* _Short problem_: Rewrite the material from the line with "screwdriver. For each occurrence, report its box." up to and including the line with "[340,253,383,299]", putting "display panel" in place of "digital display screen" and leaving everything else unchanged.

:: Records supplied

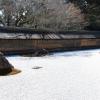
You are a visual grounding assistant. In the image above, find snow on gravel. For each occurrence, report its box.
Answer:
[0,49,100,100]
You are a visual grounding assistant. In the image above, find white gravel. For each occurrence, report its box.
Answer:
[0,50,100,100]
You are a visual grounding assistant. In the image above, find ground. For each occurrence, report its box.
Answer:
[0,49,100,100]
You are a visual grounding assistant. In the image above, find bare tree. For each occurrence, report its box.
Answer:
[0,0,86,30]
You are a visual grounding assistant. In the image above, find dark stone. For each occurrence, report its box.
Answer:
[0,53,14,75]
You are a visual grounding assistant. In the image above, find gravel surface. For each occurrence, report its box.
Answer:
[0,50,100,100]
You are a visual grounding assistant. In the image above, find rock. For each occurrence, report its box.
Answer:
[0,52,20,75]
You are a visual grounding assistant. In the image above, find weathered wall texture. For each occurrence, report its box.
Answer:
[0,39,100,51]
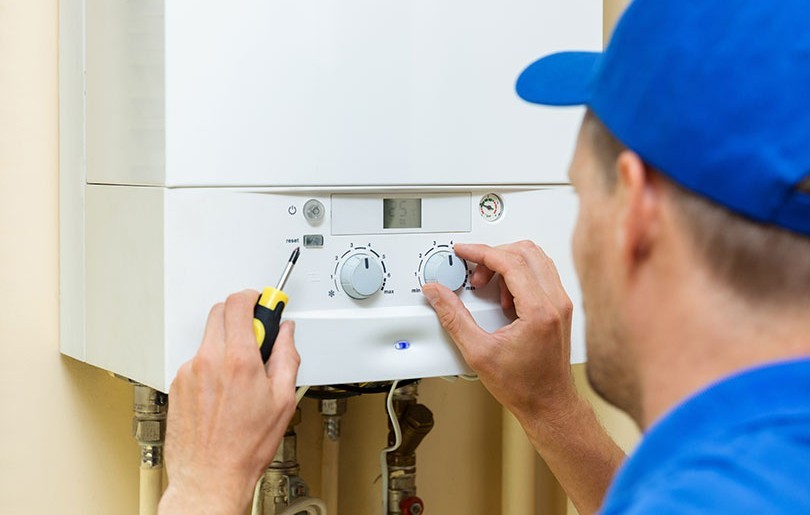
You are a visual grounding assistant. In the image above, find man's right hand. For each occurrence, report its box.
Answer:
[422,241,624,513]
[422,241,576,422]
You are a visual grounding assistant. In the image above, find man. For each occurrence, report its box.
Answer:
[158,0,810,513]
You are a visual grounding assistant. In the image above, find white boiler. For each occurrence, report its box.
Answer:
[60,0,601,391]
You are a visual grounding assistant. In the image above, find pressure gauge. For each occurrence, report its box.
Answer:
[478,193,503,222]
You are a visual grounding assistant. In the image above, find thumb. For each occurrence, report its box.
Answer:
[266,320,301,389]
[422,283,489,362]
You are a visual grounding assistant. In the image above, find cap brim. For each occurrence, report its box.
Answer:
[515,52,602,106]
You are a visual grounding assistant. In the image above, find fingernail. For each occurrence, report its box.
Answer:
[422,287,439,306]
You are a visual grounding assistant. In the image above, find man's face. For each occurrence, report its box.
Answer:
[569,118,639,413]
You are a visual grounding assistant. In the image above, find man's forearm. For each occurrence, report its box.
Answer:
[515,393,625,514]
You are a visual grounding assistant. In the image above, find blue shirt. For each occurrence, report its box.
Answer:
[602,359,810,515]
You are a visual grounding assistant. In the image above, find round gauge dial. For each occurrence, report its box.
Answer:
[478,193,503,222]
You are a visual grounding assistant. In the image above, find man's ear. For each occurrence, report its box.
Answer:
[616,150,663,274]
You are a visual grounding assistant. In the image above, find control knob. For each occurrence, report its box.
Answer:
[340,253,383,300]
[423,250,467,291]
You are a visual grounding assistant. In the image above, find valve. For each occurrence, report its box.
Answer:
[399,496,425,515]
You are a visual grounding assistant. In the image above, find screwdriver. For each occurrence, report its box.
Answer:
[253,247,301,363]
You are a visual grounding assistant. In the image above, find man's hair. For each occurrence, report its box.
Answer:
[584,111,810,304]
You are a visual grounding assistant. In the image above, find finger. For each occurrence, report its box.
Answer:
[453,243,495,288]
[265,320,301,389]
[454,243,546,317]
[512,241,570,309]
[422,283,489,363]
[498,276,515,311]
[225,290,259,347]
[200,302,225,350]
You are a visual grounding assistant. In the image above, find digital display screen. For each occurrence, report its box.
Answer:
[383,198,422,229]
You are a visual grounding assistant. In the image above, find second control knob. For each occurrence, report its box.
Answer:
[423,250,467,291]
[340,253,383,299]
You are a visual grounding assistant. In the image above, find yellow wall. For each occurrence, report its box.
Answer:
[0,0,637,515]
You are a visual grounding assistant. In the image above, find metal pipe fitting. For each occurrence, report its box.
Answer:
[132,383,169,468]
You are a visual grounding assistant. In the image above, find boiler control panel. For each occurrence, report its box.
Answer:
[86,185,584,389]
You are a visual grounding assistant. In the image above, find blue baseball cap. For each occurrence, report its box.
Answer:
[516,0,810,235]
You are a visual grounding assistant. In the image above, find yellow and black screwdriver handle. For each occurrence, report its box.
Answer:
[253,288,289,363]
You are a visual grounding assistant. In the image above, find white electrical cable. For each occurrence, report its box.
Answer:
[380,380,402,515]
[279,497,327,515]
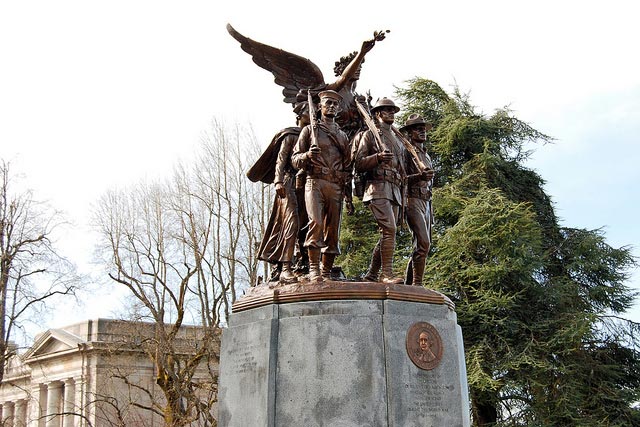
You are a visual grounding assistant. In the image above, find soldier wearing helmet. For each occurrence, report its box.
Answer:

::::
:: Records supplied

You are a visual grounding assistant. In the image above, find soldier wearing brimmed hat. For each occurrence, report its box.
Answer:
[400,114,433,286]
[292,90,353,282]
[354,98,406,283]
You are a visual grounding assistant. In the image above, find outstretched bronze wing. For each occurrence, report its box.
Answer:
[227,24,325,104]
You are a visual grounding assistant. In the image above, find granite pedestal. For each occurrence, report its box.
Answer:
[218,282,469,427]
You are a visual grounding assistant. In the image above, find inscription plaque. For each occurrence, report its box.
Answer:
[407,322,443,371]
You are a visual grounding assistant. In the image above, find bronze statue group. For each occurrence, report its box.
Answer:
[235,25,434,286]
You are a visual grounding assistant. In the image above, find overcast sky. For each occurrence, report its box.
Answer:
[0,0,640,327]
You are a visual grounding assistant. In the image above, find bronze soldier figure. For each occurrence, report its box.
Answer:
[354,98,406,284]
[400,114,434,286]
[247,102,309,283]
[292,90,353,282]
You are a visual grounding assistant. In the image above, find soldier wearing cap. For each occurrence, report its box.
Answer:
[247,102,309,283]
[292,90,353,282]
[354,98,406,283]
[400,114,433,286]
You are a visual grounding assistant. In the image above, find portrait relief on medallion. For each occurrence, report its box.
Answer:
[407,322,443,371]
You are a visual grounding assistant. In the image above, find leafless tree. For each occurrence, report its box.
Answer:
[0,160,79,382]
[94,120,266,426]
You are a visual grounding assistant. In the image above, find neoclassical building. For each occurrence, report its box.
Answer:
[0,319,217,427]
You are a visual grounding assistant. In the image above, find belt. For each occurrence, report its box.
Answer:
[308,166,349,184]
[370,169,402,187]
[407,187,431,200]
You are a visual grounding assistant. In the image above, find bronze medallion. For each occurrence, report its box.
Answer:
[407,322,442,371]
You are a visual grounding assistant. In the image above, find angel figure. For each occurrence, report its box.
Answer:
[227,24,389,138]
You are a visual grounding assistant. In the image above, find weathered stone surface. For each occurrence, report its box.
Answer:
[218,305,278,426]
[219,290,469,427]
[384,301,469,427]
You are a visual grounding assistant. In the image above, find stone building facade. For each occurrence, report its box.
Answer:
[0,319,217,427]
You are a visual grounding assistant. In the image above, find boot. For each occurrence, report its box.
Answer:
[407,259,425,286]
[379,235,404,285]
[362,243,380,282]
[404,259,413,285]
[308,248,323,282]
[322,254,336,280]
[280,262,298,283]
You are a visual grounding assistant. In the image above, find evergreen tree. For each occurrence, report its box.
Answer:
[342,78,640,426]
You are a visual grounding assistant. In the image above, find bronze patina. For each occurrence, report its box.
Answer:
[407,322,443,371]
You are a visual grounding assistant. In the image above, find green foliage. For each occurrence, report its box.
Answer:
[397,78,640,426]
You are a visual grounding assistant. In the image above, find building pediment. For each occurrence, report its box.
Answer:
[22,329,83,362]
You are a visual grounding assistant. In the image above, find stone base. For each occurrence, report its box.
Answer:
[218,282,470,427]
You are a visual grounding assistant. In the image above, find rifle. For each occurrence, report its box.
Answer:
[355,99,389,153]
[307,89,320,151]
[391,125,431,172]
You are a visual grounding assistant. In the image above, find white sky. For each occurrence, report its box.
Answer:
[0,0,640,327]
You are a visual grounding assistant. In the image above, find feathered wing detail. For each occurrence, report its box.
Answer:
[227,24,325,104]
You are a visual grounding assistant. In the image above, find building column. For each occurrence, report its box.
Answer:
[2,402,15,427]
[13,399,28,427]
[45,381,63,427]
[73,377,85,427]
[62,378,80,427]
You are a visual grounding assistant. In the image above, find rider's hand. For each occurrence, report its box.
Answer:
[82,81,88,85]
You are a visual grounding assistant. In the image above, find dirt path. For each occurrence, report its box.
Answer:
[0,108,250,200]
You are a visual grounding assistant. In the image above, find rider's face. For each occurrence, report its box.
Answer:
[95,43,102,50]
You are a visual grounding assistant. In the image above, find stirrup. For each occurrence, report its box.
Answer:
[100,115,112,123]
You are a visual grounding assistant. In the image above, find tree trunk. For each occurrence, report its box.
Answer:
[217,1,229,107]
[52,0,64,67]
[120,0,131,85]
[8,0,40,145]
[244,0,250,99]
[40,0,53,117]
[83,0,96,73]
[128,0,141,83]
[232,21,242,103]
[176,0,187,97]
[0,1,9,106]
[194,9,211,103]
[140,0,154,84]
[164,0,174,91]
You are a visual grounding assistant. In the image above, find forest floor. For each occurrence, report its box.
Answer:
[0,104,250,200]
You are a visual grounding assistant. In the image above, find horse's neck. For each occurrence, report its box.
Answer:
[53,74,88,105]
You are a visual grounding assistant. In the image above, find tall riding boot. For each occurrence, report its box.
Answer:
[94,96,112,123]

::::
:: Records supplied

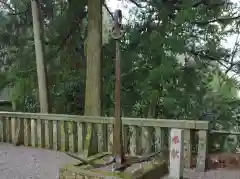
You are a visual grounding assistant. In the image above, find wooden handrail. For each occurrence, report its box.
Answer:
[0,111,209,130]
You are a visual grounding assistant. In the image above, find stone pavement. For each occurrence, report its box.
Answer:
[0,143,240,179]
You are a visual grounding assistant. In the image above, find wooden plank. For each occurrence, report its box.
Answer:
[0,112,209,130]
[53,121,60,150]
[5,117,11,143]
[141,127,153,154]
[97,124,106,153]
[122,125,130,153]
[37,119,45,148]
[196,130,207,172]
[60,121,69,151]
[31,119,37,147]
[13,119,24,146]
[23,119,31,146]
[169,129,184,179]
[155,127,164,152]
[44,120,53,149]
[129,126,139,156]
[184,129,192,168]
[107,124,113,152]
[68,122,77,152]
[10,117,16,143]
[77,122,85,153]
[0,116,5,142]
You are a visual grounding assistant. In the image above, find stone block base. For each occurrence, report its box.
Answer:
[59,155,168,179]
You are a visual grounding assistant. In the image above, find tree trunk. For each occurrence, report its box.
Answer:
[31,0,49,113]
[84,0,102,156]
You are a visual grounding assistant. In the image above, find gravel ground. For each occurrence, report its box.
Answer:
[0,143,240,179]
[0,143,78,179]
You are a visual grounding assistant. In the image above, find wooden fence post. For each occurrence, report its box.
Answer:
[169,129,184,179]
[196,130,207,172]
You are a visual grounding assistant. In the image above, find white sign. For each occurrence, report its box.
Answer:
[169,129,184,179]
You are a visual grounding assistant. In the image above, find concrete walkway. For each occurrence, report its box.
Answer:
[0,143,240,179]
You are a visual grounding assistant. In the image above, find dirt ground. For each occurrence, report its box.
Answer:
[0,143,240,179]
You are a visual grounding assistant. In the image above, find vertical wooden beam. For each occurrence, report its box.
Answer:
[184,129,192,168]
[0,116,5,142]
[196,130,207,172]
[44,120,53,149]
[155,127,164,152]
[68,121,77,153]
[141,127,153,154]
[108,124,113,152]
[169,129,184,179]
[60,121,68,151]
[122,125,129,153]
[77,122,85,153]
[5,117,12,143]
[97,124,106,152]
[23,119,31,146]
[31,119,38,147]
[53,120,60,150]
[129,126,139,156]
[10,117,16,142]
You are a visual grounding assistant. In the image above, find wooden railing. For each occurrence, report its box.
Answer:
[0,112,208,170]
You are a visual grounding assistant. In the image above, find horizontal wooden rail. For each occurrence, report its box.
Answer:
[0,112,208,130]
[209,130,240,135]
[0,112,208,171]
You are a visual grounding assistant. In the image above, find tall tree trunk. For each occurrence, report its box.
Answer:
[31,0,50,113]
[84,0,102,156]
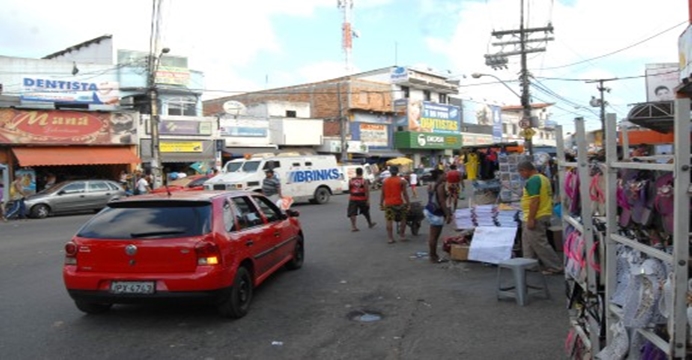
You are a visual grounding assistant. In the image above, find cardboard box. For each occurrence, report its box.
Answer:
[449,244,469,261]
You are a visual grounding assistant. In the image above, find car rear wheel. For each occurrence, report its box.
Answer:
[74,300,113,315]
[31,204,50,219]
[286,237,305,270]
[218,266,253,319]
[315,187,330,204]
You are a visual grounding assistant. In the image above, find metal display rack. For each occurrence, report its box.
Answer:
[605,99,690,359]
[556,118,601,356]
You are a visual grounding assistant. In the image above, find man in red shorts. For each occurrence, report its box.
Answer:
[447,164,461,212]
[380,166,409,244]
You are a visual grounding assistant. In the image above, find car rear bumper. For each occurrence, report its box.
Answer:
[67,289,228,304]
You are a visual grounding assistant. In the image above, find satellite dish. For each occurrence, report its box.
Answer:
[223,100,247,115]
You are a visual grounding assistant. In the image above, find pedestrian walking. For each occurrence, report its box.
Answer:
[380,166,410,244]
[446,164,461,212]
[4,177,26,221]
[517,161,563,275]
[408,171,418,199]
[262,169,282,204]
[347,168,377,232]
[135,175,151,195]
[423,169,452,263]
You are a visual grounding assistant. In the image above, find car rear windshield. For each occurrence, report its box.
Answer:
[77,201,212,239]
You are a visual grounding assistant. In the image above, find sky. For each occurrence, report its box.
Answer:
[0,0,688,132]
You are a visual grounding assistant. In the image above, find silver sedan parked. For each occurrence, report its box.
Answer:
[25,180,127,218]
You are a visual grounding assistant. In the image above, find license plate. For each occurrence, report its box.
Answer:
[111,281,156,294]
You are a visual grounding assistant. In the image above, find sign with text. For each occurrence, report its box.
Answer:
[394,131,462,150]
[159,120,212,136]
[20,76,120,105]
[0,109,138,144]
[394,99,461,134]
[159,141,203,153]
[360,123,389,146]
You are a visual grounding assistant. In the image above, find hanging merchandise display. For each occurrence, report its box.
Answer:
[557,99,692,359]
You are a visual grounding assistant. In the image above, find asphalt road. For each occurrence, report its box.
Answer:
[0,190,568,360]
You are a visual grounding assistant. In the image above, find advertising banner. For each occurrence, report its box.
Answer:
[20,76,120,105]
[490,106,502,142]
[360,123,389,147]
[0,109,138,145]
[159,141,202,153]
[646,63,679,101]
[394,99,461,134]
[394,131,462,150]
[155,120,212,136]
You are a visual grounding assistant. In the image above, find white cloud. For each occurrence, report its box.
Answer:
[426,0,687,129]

::::

* _Response for this exercise_:
You are a visual grounding assistant. In the image above, find screwdriver. For each occurrence, report its box.
Answer:
[253,247,301,363]
You are a visual grounding assistant. In the image above, find man's hair. For each occurrence, report its box.
Answer:
[584,111,810,304]
You are a visual grounding assistant. In the image above, find finger. For each occurrence, report its box.
Answer:
[453,243,495,288]
[265,320,301,389]
[454,243,546,317]
[512,241,570,309]
[422,283,489,363]
[498,276,515,311]
[225,290,259,347]
[200,302,225,350]
You are a visual grounding assistant. In the image above, find display panel. For each occurrence, report its box.
Answer:
[383,198,422,229]
You are a visual grounding assistant. In the image above, find second control knob. For each occurrence, report its box.
Answer:
[423,250,467,291]
[340,253,383,299]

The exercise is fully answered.